▸ Exercise prompt: Leave out the pictures, then reproduce the rest of the material exactly.

▸ Record list:

_ _ _ _ _

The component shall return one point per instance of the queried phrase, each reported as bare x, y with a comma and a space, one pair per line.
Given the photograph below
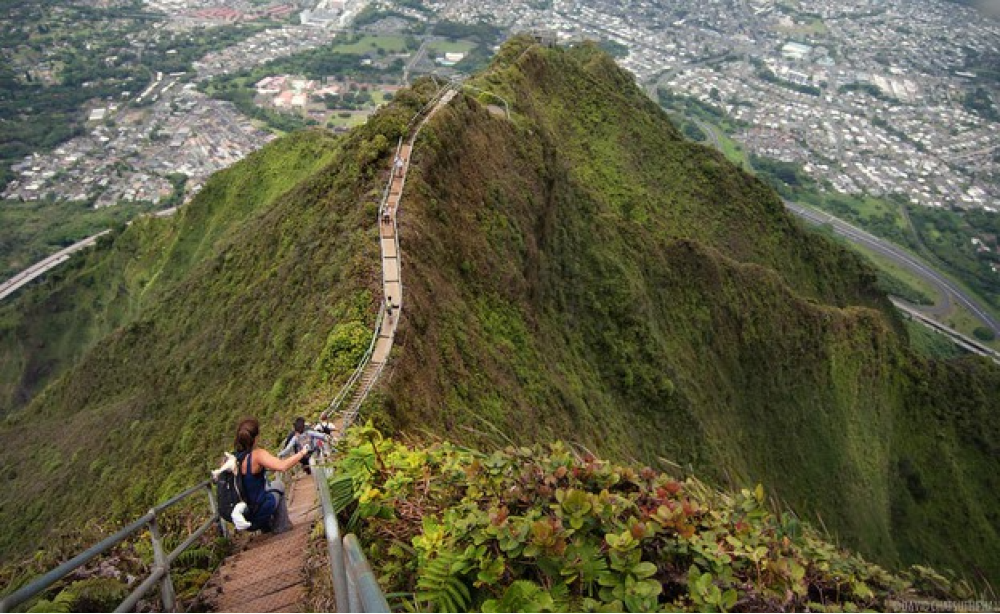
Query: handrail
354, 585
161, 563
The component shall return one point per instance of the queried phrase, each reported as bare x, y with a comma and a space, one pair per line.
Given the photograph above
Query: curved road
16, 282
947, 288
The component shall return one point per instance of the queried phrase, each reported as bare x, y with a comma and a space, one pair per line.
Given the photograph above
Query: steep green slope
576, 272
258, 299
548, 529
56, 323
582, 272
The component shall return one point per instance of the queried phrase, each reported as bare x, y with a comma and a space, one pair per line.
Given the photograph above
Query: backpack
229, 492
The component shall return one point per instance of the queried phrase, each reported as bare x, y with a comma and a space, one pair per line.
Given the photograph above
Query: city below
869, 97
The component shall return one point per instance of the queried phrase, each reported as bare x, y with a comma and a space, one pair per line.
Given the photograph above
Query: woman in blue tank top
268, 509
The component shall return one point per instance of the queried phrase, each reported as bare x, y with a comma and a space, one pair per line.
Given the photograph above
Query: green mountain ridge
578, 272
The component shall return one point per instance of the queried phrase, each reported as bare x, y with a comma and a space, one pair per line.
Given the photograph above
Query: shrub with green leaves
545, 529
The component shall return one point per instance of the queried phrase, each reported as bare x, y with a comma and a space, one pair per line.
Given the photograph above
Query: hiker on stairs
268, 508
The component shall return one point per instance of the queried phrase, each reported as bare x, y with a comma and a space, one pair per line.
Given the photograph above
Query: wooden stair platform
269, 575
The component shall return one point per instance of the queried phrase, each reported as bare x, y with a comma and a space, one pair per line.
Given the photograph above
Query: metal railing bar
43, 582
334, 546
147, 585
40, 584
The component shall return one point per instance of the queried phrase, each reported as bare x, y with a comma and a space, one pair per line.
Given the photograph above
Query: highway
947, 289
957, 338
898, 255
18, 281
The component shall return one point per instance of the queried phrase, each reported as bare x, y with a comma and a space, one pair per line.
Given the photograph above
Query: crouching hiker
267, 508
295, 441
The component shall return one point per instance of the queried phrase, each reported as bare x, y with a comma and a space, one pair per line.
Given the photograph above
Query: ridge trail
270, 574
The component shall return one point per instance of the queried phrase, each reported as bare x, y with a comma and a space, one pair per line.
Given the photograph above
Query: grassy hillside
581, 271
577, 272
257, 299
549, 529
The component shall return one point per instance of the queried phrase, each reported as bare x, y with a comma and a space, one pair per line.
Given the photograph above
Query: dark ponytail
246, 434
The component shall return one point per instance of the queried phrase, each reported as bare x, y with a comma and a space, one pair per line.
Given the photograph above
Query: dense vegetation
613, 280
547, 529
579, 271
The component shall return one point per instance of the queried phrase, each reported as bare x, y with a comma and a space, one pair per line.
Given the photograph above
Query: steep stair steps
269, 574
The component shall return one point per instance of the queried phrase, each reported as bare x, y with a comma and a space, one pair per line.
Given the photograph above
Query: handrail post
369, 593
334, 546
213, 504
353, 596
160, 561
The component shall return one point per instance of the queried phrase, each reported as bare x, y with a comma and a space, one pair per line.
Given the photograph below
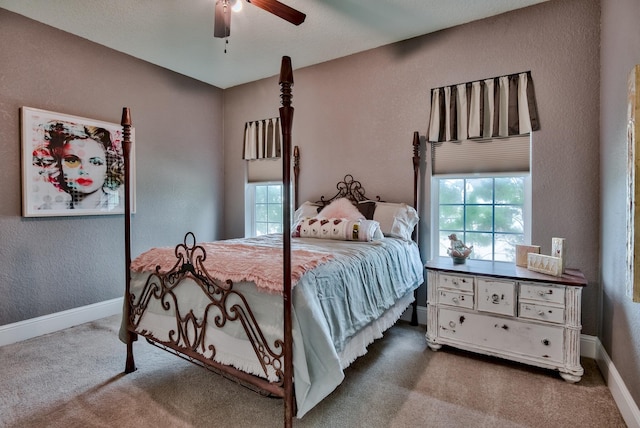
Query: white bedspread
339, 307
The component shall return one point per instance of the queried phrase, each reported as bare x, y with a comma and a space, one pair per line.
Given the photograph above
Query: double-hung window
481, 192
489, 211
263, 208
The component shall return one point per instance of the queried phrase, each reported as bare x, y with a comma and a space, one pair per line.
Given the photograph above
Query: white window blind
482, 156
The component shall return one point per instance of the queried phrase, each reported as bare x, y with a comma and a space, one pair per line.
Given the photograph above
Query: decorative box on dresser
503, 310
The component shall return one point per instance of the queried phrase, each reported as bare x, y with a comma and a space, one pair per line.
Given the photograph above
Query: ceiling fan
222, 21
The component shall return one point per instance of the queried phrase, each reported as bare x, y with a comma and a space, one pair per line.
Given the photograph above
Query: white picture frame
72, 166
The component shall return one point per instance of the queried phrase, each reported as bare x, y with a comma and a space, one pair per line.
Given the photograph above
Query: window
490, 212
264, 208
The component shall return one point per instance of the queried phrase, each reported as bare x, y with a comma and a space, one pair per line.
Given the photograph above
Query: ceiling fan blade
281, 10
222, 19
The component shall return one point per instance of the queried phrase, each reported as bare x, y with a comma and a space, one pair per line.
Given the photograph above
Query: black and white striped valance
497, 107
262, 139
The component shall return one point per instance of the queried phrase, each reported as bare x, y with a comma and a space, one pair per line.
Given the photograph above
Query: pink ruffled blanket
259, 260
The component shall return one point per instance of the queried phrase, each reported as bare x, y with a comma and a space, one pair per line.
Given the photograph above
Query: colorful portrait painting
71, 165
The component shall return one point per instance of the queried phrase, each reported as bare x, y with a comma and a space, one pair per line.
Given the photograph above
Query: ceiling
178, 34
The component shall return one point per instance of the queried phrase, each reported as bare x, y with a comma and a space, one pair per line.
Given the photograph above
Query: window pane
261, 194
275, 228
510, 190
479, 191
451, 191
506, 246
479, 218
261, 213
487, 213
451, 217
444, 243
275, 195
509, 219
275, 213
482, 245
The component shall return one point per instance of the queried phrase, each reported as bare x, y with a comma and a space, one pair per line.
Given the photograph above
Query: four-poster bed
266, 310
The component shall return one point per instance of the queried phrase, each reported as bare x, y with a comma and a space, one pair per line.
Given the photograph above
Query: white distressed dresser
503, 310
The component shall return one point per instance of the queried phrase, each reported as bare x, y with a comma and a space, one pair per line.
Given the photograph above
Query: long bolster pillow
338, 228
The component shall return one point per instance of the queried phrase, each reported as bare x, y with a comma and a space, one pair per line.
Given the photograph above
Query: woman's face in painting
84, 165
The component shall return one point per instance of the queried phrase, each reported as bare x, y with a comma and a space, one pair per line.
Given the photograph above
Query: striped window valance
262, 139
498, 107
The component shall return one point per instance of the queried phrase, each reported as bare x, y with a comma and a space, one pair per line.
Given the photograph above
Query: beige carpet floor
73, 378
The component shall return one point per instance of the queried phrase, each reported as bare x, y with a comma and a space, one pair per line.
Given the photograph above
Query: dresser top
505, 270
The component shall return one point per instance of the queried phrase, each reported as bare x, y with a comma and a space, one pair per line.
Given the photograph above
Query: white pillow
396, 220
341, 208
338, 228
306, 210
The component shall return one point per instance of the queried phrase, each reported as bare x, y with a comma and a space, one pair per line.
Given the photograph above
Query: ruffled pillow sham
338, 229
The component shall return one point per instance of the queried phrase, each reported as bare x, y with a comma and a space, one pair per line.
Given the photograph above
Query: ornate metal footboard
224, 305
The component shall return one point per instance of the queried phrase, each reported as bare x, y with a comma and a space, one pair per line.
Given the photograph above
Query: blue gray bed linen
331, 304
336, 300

_ _ _ _ _

▸ Problem solution:
The component shall return one point per instance of the queried phrase, each reported as bare x, y with a comma and a space, one pair per line.
Given the photograph below
Query: handrail
354, 585
161, 563
The component shall return one point per instance of the queried phrase, each reported as bare x, y with a comma and a space, one pair per line.
Given the photograph above
Query: curved road
16, 282
947, 288
The component shall return one point per instance of the queried phrase, each reported as bare x, y with a comma and a space, one pair per line.
Given the photograph above
Query: steep green slope
576, 272
258, 299
548, 529
56, 323
582, 272
The component shall return one point per instance of the queried phrase, each reported as bare x, y with a comma and a space, one pair per line.
Given the photograph above
Query: backpack
229, 492
The component shall return one point per instance of the queried phrase, each reported as bare x, y with a comma and a space, one pair per line.
Given the photograph above
Query: city below
869, 97
The component shall return one point per instance of the queried phrase, each reported as bare x, y with a comma and a space, one pair per line.
Given the photograph above
Query: woman in blue tank top
268, 509
The component shall return one point per instance of the queried phrase, each reported as bare x, y with a comma and a space, one pair per line.
Given the photograph above
Query: green mountain ridge
578, 272
The component shall return one point per instance of the queried phrase, each reported as bare x, y with a comma and a space, one pair per line.
Given the photograph above
Query: shrub with green leaves
545, 529
The component shall return one point per instance of the queried phrase, each reported as bare x, y with a comma and a space, one pair per line.
Given the photograph above
Query: hiker on stairs
268, 508
The component shall return one point per instance of the queried phrase, each reported as bare x, y with a comma and a space, one pair per line.
Given the photograph above
Query: wooden stair platform
269, 575
The component shall return one point per instance of the queried phrase, each reported as bare x, y with a comma and a space, one pair per line.
Given the photograph above
Query: metal railing bar
43, 582
334, 546
147, 585
40, 584
The component shall return one point per instance of the queried phrase, each reported as bare x, y with a comma and a space, one pair per line.
Given the photograph above
Query: highway
947, 289
957, 338
898, 255
18, 281
The component shall return one point per instance of the queried phrase, each reported as bare x, y with a comma and a space, one pair per line.
Given the photograph above
Query: crouching hiker
267, 508
295, 441
The component shall return one point per instance of the queried phrase, each reported as bare x, y with a comma and a space, one pair per line.
Given the photograph above
Query: ridge trail
270, 574
The component shall return one point per instance of the queried phrase, each reported as bare x, y with a comma and a space, one pair per line.
Given the photograph above
Query: grassy hillside
581, 271
577, 272
257, 299
549, 529
The component shall return one point per instance of the queried phrase, each reported as bare x, y with a comma and a space, one pair per line.
Given the photograph above
Query: dark ponytail
246, 434
The component shall return one point per instance of the queried phrase, each reported as bare x, y with a comma and a space, one pair per line.
Given the photograph above
Query: dense vegetation
613, 280
547, 529
579, 271
The component shall return one point per instance of the queried phrase, each reported as bare x, y with a comma and a space, one pair per line.
Given the photograph above
Query: steep stair steps
269, 574
The component shall return one point per instance of the queried phrase, each reported as bare x, y with a comma and a space, one pair per line.
Given the photograph above
Query: handrail post
369, 593
334, 546
213, 504
353, 596
160, 561
The component shall return one point per instance of the queried phrase, each reported as bare x, y with a comma and a space, one pair per line.
Given the photograph below
Query: white bedspread
339, 307
The component shall return one point per instance of the queried phrase, each reported as bare x, y with a comma and a space, one pair per line.
Given the photograph above
Query: double-hung window
481, 192
489, 211
263, 208
The component shall return one point per instance of the queried phrase, each reported as bare x, y with a comma and a space, one pair per line.
Given the photograph above
Query: white window blind
482, 156
The component shall return one point per instance of the queried phrase, each reported as bare x, y with a comma and a space, one pair per line.
Given the photograph above
Query: decorative box on dresser
503, 310
The component shall return one point per instance of the queried phrase, each reported as bare x, y with a comma and a space, one pair per line.
Given the photograph above
Query: ceiling fan
222, 21
The component shall return one point per instance of the queried phrase, each reported as bare x, y with a comma and a space, one pair per line.
Given the photograph above
Query: white picture frame
72, 166
The component shall return one point per instance of the queried phrase, each reported as bare x, y with a comma and a space, one pair per line.
Given the photograph above
Query: window
490, 212
264, 208
The component shall return one point per instance of the queried phrase, each reported as bare x, y with a comma and a space, one pair per line.
Given the photograph above
Query: ceiling fan blade
281, 10
222, 19
The component shall return one point per instance of the queried phrase, each reported as bare x, y with a comma and a space, one pair per line.
Given the photograph above
Query: black and white striped valance
497, 107
262, 139
The component shall return one point per instance of the queried phrase, each reported as bare x, y with a comma and a space, one pair per line.
Given the photograph above
Query: pink ruffled blanket
259, 260
The component shall return one point per instance of the queried phrase, each reported as bare x, y with a comma and a space, one pair per line.
Given the photograph above
Query: colorful portrait painting
71, 165
The component shall return one point per instance of the queried phrase, each reported as bare x, y with a comma and a space, one pair per line.
Given the photograph above
Query: ceiling
178, 34
The component shall return one point per instance of the queried phrase, each reported as bare x, y with a comma and a space, one pair per line.
Given the photograph above
Query: window pane
261, 194
275, 228
510, 190
479, 191
451, 191
506, 246
479, 218
261, 213
487, 213
451, 217
444, 243
275, 195
509, 219
275, 213
482, 245
The component shall return one point per instance of the queried phrase, each reported as bare x, y with a comma and a space, one pair per line.
Given the photograph above
Query: four-poster bed
266, 310
The component shall return one point per instance of the queried phrase, each reported as bare x, y with a comma and a space, one pair per line.
Given the photograph above
Query: white distressed dresser
503, 310
The component shall return one point per instance of the queried phrase, each reported as bare x, y with a comma and a space, one pair per line.
Given the photograph above
Query: long bolster pillow
338, 228
The component shall return one point per instance of the queried phrase, each reported as bare x, y with a comma and a space, one pair per line.
Given the photograph above
Query: woman's face in painting
84, 165
The component shall return one point per instance of the queried phrase, each reported as bare x, y with a comma and a space, one pair per line.
Given the photograph above
Query: striped window valance
262, 139
498, 107
The component shall return one point per instance of the queried phrase, each reported as bare x, y with a comma and a space, one pair per line.
Given the photograph above
Query: beige carpet floor
73, 378
The component shall return one point per instance of the queried phrase, each reported as bare x, y with a comma and a space, one pair per line.
Given the photograph above
Query: dresser top
505, 270
The component shall return one point per instance of the queried phrase, each reported as bare x, y with a comma and a space, one pair per line.
Given the photograph above
Query: white pillow
396, 220
341, 208
338, 228
306, 210
The component shall return one point per instance of the queried phrase, each reported as bare x, y with a comma and a space, one pair per line.
Given the photograph above
Query: ruffled pillow sham
338, 229
The component shall return one point per instance of the queried phrase, each reported as bare x, y with a comma and a space, one pair per line.
Given the photograph above
Query: ornate metal footboard
224, 305
The component shall return one point per instance of the queried phrase, each reported as bare x, y with a comma and a space, one pair per line.
Given the photograph above
Query: blue gray bed linen
331, 304
336, 300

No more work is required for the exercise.